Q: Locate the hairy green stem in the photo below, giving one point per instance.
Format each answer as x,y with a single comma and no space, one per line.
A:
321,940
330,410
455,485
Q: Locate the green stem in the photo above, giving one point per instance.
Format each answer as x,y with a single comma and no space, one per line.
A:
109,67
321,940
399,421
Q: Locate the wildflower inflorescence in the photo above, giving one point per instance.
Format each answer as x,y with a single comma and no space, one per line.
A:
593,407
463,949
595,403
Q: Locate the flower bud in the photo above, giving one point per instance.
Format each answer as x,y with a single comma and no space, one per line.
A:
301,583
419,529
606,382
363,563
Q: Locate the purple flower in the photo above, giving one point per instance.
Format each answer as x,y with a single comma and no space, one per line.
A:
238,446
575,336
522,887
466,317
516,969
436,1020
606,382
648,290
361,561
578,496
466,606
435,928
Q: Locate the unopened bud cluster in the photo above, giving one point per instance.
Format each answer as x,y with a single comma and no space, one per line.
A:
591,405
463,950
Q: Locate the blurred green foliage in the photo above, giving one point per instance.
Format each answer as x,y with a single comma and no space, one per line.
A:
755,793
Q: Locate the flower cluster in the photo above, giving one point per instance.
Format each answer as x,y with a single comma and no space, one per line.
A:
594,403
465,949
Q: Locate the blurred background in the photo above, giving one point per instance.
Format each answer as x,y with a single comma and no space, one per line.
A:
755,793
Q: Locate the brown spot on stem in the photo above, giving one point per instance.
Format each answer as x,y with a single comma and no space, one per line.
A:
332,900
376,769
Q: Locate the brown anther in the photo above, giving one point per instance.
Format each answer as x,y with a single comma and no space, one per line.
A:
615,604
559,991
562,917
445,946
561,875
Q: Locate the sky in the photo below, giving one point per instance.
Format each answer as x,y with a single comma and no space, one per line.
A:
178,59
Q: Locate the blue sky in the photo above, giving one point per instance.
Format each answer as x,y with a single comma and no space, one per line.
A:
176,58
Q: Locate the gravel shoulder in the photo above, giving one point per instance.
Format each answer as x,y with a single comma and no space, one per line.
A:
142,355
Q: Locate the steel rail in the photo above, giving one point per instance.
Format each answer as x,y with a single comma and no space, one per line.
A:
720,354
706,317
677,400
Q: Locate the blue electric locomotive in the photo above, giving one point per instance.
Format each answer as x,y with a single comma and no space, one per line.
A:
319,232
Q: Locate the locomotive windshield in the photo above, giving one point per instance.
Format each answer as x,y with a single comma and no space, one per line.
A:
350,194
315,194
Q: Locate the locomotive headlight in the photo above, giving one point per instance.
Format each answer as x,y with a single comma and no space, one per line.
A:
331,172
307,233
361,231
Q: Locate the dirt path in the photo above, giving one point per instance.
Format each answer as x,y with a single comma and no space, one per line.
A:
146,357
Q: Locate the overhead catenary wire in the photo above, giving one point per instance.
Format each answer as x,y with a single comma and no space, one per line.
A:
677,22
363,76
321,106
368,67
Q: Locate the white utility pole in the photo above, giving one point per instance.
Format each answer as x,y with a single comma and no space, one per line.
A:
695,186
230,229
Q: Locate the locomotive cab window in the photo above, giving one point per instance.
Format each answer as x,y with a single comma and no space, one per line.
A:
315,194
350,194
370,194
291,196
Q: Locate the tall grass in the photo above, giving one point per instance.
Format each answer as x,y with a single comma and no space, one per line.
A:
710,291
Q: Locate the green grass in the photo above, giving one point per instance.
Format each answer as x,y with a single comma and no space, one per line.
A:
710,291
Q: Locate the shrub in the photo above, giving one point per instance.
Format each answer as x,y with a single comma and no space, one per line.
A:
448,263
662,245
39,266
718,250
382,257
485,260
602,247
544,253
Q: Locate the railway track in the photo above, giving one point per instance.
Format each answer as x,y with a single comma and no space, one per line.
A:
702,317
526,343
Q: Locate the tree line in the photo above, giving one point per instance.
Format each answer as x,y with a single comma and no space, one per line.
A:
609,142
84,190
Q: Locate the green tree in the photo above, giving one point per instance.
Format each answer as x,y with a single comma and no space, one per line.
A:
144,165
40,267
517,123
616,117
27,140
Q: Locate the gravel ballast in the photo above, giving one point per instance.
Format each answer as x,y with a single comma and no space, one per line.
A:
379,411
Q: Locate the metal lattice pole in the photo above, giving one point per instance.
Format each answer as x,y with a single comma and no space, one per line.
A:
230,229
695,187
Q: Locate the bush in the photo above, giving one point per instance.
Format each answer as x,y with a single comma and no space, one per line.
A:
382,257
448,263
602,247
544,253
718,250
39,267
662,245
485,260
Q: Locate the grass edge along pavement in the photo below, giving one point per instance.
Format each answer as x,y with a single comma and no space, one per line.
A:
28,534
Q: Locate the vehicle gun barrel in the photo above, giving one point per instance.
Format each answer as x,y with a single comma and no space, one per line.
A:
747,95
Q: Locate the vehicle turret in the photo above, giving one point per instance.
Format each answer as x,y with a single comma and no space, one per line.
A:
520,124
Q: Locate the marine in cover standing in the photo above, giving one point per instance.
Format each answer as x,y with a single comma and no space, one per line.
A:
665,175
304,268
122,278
■ ■ ■ ■ ■ ■ ■
■ Exercise:
Please go through the data above and copy each line that has the word "pole".

■ Task solution:
Q: Locate the white utility pole in the photo above, giving one point per instance.
Q: Locate the metal lattice pole in the photo above, giving one point per instance.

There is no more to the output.